_EXERCISE OBJECTIVE:_ Arrange the entries from the line containing "Return a point for each instance of the woman" through the final line of the entries, both included, as a JSON list of strings with one string per line and no blank lines.

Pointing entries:
■ ■ ■ ■ ■ ■ ■

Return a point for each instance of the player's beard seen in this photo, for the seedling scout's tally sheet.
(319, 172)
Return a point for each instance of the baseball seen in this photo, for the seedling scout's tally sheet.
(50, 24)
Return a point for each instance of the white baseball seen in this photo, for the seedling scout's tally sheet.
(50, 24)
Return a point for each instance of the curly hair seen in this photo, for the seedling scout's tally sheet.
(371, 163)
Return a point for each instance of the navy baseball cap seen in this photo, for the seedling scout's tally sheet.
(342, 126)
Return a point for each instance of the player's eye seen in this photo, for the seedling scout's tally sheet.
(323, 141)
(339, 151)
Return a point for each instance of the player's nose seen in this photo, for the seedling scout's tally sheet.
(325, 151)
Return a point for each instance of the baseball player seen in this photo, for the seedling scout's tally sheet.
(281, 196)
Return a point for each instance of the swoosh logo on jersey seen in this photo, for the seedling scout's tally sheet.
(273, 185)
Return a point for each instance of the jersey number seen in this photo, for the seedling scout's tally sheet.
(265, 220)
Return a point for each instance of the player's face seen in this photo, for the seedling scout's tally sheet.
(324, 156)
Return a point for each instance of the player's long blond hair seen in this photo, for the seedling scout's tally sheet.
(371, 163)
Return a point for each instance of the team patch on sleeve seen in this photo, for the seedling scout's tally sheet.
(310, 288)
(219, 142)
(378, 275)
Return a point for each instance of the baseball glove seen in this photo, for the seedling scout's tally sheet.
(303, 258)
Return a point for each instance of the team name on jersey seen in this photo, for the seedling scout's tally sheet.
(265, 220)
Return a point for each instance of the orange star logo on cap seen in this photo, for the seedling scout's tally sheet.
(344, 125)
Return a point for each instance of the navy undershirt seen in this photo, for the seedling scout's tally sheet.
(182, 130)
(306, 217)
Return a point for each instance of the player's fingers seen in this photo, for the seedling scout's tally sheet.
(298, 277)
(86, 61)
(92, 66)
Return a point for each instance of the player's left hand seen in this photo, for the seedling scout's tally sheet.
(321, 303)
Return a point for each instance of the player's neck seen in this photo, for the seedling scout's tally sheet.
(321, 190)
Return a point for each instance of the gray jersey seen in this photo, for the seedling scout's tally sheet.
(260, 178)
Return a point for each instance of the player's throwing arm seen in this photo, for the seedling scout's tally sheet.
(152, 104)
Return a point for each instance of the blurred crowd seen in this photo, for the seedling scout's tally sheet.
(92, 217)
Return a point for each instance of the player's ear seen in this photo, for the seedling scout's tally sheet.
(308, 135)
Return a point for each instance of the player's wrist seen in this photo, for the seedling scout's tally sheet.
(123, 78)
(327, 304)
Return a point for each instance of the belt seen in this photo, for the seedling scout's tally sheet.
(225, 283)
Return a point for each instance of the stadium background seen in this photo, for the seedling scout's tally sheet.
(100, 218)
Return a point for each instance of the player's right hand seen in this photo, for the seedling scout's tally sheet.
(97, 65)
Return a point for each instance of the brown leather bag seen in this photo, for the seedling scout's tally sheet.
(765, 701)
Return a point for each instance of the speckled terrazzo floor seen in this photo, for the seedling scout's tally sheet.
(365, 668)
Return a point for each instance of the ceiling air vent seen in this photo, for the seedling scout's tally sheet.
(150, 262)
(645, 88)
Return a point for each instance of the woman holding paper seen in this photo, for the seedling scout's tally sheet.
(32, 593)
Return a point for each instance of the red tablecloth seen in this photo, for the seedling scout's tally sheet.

■ ■ ■ ■ ■ ■ ■

_COMPLETED TASK:_
[
  "Return a point for each instance of the woman holding paper seen in this photo, for the seedling scout's tally sheet.",
  "(32, 593)",
  "Return a point for each instance of the red tablecloth seen in this photo, for the seedling scout's tally sheet."
]